## To be done
Rewrite the lines below, requests included, from the first line up to and including the line that contains "[422,170,433,209]", adding 90 to every bounding box coordinate in the answers. Leave the pictures out.

## Dataset extract

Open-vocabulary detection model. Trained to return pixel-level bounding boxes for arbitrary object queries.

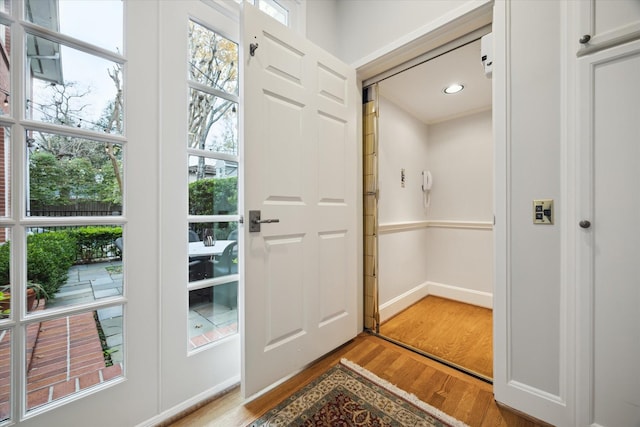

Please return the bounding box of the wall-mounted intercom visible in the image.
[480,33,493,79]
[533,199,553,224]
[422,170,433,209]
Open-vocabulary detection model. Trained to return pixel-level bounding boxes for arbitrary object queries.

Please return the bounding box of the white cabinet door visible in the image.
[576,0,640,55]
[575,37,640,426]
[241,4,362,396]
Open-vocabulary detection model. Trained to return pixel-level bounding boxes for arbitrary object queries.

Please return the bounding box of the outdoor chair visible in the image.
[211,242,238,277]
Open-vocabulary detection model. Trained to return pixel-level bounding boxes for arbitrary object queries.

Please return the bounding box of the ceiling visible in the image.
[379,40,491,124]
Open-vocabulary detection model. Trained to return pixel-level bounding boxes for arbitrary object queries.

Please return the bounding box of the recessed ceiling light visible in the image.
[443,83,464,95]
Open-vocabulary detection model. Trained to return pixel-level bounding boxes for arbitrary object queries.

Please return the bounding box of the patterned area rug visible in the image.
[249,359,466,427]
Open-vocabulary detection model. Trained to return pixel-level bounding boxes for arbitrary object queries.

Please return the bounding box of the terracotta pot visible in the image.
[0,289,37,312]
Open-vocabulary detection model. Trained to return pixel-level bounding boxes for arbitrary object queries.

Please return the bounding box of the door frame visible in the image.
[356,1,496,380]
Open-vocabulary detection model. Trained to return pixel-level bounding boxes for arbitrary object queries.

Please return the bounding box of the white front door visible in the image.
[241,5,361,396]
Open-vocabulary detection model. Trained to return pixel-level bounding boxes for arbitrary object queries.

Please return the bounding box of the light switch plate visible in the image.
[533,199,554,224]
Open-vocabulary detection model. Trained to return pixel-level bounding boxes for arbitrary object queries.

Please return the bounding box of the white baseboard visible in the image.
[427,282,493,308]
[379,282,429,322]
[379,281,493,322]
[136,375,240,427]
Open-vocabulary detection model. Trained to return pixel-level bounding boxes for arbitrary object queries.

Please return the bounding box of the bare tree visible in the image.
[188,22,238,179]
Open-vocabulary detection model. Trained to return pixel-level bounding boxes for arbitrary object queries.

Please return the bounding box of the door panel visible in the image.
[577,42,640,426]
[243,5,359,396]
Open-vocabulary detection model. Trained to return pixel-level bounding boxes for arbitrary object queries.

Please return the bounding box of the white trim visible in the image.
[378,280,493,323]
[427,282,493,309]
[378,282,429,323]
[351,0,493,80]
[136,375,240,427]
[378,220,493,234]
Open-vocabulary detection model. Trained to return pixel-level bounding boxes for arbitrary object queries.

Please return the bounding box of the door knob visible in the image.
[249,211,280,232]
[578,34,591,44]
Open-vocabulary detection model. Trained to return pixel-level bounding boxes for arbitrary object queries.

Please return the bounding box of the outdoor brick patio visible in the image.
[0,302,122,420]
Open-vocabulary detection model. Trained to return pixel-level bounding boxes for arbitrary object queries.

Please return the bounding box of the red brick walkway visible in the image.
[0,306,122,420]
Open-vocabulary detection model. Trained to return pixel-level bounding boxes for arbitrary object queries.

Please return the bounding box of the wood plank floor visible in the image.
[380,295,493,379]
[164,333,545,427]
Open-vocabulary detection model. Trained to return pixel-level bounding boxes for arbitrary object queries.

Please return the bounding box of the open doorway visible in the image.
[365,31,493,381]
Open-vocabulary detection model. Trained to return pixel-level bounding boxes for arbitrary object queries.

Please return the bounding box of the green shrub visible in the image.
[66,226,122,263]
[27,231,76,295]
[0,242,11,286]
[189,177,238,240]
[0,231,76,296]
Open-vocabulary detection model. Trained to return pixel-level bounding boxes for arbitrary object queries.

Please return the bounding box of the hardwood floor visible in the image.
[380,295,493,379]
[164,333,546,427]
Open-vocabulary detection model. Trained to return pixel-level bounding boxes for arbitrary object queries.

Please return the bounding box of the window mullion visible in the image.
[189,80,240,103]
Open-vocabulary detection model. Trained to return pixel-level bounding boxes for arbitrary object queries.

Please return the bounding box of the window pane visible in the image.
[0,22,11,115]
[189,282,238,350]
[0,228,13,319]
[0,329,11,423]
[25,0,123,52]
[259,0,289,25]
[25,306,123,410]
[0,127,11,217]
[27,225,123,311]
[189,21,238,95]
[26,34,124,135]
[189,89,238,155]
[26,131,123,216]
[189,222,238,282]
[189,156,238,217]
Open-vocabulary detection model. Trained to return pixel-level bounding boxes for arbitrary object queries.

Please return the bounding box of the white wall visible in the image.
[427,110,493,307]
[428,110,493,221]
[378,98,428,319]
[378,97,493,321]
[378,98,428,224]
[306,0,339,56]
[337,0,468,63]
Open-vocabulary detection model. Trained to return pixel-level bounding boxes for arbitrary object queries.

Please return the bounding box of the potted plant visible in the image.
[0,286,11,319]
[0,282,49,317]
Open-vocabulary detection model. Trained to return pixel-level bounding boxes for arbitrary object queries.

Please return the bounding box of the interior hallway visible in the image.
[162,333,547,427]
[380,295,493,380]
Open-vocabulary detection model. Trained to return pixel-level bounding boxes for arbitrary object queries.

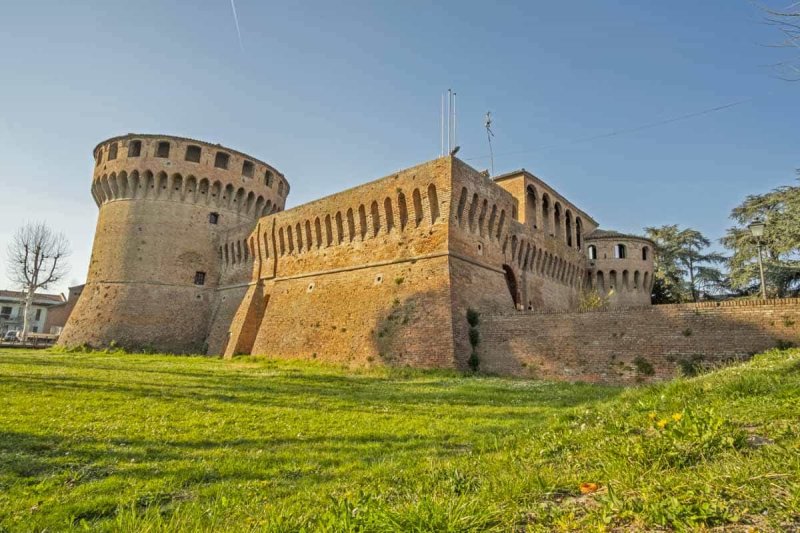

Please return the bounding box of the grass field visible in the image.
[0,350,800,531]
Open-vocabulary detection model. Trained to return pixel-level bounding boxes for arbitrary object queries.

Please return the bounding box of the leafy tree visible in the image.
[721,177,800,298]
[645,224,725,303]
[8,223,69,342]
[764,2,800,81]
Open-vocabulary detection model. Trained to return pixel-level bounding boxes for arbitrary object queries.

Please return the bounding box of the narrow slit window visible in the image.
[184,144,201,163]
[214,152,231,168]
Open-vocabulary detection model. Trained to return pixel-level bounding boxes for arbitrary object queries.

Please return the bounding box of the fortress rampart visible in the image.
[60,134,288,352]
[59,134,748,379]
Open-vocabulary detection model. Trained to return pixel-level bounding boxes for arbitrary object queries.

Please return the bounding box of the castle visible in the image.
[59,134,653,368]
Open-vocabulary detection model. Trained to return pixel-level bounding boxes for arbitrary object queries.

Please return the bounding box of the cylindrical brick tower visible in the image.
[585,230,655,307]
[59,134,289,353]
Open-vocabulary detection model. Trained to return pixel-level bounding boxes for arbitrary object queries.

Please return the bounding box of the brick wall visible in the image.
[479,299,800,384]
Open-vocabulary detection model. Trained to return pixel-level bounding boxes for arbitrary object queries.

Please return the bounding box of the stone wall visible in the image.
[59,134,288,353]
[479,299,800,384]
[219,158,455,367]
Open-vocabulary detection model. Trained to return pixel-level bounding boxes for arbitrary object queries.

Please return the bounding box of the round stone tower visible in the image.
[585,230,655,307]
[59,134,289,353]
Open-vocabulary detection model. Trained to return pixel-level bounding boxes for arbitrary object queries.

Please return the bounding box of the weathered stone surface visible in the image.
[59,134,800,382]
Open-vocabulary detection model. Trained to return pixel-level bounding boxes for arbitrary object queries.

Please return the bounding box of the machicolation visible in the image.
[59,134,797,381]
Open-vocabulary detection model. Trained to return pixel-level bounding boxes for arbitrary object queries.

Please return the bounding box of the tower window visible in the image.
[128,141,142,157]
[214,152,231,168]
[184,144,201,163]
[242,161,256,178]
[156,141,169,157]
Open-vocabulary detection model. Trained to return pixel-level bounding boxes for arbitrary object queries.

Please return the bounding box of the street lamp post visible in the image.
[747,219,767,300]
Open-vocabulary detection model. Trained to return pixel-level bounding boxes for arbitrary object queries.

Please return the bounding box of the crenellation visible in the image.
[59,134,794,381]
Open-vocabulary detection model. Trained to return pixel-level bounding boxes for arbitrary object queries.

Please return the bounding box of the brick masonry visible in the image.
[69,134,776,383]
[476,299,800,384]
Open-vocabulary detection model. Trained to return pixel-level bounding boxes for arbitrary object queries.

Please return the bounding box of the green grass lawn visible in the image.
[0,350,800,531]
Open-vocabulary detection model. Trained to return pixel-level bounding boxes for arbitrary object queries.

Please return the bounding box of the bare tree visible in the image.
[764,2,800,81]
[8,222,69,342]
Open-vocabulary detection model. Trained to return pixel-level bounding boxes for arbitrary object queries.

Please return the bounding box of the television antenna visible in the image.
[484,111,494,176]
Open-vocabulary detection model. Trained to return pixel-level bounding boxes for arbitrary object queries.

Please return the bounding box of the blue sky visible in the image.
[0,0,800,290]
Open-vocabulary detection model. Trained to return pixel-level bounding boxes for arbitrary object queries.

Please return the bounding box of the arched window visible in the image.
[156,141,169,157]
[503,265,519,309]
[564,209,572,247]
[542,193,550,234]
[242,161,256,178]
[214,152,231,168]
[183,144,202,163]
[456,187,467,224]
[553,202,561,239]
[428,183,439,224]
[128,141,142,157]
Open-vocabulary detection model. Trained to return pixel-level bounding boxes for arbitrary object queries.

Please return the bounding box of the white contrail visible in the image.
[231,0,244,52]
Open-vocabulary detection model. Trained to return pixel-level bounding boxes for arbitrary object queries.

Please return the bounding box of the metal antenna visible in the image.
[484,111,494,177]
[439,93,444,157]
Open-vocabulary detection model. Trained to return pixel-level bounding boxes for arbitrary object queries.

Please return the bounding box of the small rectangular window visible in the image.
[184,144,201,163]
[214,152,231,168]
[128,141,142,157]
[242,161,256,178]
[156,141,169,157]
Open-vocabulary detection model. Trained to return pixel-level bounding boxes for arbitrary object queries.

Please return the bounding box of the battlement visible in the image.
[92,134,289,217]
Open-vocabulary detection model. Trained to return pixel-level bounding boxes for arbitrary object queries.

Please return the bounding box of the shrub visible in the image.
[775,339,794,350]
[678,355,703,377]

## Output for this exercise
Open-vocabulary detection model. Trained to return pixel-level bounding boxes for arbitrary object queries.


Please return the bounding box of the wall-mounted intercom visible in the image.
[570,123,583,169]
[623,289,643,314]
[512,260,523,299]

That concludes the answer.